# [PROBLEM TO SOLVE]
Scan the entries for lines with the word "rear", then copy those lines.

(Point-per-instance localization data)
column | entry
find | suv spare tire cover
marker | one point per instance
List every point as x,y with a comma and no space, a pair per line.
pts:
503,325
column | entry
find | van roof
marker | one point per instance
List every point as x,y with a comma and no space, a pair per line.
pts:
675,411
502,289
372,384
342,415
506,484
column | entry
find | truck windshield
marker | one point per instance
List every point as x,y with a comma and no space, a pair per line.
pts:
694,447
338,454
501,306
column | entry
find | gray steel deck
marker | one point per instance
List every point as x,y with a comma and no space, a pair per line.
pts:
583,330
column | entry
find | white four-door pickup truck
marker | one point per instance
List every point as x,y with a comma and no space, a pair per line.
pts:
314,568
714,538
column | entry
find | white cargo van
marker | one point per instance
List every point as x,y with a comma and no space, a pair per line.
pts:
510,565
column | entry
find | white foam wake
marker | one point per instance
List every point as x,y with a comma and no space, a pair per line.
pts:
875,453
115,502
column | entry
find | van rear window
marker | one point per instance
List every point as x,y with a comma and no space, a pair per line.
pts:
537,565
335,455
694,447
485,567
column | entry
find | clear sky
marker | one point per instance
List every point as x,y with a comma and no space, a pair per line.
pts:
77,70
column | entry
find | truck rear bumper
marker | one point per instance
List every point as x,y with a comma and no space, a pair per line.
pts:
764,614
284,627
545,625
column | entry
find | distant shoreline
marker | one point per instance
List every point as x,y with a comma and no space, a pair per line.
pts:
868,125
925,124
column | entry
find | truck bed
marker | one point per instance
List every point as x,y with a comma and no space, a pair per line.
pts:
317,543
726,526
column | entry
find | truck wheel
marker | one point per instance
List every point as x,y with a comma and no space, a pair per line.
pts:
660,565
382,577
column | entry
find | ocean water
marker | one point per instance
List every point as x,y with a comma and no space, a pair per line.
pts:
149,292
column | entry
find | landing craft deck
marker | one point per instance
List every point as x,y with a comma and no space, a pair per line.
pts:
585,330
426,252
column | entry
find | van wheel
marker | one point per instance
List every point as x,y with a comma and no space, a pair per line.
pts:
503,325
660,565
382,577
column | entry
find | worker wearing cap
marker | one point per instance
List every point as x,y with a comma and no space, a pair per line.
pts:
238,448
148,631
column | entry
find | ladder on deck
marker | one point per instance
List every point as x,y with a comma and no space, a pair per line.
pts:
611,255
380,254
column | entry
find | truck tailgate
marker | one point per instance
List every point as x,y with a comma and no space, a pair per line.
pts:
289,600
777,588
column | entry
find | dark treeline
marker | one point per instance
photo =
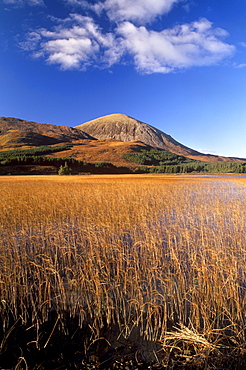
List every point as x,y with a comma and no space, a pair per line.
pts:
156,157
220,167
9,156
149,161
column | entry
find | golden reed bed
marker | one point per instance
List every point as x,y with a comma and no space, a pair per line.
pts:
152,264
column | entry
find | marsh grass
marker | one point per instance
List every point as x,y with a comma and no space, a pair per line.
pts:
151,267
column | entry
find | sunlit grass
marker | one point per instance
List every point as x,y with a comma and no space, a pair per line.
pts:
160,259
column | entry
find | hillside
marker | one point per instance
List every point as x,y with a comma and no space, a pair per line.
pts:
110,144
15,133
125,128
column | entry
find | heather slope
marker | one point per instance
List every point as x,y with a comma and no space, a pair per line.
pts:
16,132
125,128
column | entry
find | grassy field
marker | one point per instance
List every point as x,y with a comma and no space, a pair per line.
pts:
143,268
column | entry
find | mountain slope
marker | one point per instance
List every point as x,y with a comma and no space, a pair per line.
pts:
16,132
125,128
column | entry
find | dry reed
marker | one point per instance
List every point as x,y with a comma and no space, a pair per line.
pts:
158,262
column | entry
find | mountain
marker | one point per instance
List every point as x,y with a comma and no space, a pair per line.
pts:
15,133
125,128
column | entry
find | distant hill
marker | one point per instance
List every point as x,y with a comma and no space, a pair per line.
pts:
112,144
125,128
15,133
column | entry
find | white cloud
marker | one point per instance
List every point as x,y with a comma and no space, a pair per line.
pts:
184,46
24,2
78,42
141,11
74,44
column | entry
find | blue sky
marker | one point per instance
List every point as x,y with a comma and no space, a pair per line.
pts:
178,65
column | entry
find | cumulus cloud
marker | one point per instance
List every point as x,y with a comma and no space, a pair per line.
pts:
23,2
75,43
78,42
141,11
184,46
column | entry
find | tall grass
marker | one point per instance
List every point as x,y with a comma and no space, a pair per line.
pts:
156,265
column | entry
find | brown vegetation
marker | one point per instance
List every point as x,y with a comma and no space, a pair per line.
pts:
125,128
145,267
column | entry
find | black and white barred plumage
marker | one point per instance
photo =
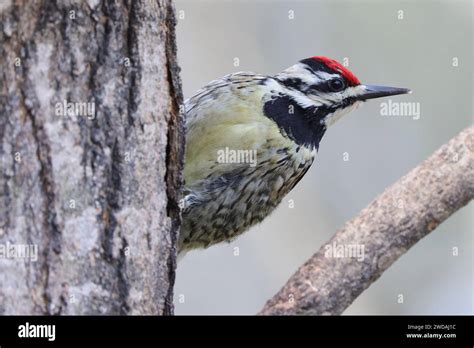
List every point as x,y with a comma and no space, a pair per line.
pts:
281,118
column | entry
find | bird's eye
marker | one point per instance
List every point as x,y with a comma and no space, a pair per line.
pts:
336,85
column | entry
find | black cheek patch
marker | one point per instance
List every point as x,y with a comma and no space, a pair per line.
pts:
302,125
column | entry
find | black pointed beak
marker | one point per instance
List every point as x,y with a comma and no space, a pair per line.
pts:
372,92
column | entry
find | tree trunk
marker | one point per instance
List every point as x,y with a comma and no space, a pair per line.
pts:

# [SOLUTION FOR THIS TASK]
find | van rear window
find | truck rear bumper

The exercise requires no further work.